*** Opening of Exercise text ***

We also studied the scalability of our algorithm (Fig. 3). We measured the speed-up depending on the number of cores used by Spark. Our algorithm shows a sub-linear scalability, but without a big gap. The scalability is an important property for large-scale computations.

6 Real Data Study

We have experimented our decomposition in the context of CocktailFootnote 2, an interdisciplinary research project aiming to study trends and weak signals in discourses about food and health on Twitter. In order to test our decomposition on real data, we focus on french tweets revolving around COVID-19 vaccines, harvested with Hydre, a high performance plateforme to collect, store and analyze tweets [9]. The corpus contains 9 millions of tweets from the period of November 18th 2020 to January 26th 2021.

Fig. 4.
figure 4

Communication patterns in the vaccine corpus (from top to bottom): the anti-Blanquer, the conspirators/anti-government, the background speech, and a bot to measure conspiracy score of tweets

We would like to study the communication patterns in our corpus. To this end, we have built a 3-order tensor, with a dimension representing the users, another the hashtags and the last one the time (with a week granularity). For each user, we kept only the hashtags that he had used at least five times on the whole period. The size of the tensor is \(10340 \times 5469 \times 80\), with 135k non-zero elements. We have run the CP decomposition with 20 ranks.

*** Close of Exercise text ***
*** Opening of Excerpted data ***

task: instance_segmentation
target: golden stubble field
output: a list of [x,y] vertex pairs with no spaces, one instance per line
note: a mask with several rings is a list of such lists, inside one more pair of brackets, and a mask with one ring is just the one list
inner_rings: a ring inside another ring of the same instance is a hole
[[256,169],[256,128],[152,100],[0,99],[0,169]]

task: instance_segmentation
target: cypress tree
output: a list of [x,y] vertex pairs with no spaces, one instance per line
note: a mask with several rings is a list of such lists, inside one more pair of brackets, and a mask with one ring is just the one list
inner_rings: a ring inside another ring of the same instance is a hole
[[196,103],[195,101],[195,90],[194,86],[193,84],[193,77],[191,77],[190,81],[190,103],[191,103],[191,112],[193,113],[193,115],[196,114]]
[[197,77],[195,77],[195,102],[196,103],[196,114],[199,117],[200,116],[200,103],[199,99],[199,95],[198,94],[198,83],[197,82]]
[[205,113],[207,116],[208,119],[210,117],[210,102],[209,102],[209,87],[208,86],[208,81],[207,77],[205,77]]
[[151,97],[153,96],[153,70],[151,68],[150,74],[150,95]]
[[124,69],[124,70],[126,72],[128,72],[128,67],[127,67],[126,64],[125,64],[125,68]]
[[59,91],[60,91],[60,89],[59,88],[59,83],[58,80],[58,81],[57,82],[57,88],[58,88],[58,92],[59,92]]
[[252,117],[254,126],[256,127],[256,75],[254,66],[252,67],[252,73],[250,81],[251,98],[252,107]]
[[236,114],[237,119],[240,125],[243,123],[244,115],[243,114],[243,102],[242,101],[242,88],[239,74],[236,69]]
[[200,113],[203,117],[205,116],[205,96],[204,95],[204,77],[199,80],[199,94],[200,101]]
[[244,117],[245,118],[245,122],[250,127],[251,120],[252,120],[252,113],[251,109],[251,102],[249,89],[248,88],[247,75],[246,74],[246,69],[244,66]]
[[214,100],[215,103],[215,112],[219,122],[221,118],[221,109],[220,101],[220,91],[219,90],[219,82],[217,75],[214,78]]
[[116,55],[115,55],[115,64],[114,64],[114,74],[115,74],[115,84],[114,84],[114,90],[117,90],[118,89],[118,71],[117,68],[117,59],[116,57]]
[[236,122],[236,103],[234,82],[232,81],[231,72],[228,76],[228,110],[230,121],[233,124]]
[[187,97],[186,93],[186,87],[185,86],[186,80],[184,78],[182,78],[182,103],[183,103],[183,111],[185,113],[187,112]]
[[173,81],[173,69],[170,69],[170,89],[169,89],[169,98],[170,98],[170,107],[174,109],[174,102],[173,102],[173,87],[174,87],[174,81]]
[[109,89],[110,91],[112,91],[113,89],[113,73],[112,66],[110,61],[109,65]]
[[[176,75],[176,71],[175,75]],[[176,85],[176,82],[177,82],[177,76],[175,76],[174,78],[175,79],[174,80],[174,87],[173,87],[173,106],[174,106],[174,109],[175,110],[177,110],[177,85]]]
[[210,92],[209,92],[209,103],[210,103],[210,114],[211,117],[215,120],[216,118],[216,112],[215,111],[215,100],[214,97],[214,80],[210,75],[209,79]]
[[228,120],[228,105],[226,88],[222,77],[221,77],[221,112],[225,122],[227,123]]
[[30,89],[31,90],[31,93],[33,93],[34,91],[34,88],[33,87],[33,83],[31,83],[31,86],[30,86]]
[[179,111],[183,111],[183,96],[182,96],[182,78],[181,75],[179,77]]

*** Close of Excerpted data ***

• [Work instructions]
[1] According to the real data study text, how many tweets does the vaccine corpus contain?
[2] Extend the real data study text by writing what comes after its final sentence.

• [Answers per task]
[1] It contains 9 million tweets.

[2]
This decomposition allowed us to discover meaningful insights on our data, some of the most interesting ranks have been represented in Fig. 4 (the accounts have been anonymised). We have a background discourse talking about lockdown and curfew, with some hashtags related to media and the French Prime Minister. It corresponds to the major actuality subjects being discussed around the vaccines.

It also reveals more subject-oriented patterns, with one being anti-Blanquer (the French Minister of Education), where accounts that seem to belong to highschool teachers use strong hashtags against the Minister (the translation of some of the hashtags are: Blanquer lies, Blanquer quits, ghost protocol, the protocol refers to the health protocol in french schools). We can identify in this pattern a strong movement of disagreement, with teachers and parents worrying about the efficiency and the applicability of the measures took to allow schools to stay open during the pandemic.

Another pattern appears to be anti-government, with some signs of conspiracy. They use hashtags such as health dictatorship, great reset, deep state corruption, wake up, we are the people, disobey, etc. Indeed, the pandemic inspired a rise in doubt and opposition to some decisions of the government to handle the situation, that sometimes lead to conspiracy theories.

It is interesting to see that the CP decomposition is able to highlight some isolated patterns. With this capability, we identify a bot in our corpus, that quotes tweets that it judges as conspiracy-oriented, and gives them a score to measure the degree of conspiracy.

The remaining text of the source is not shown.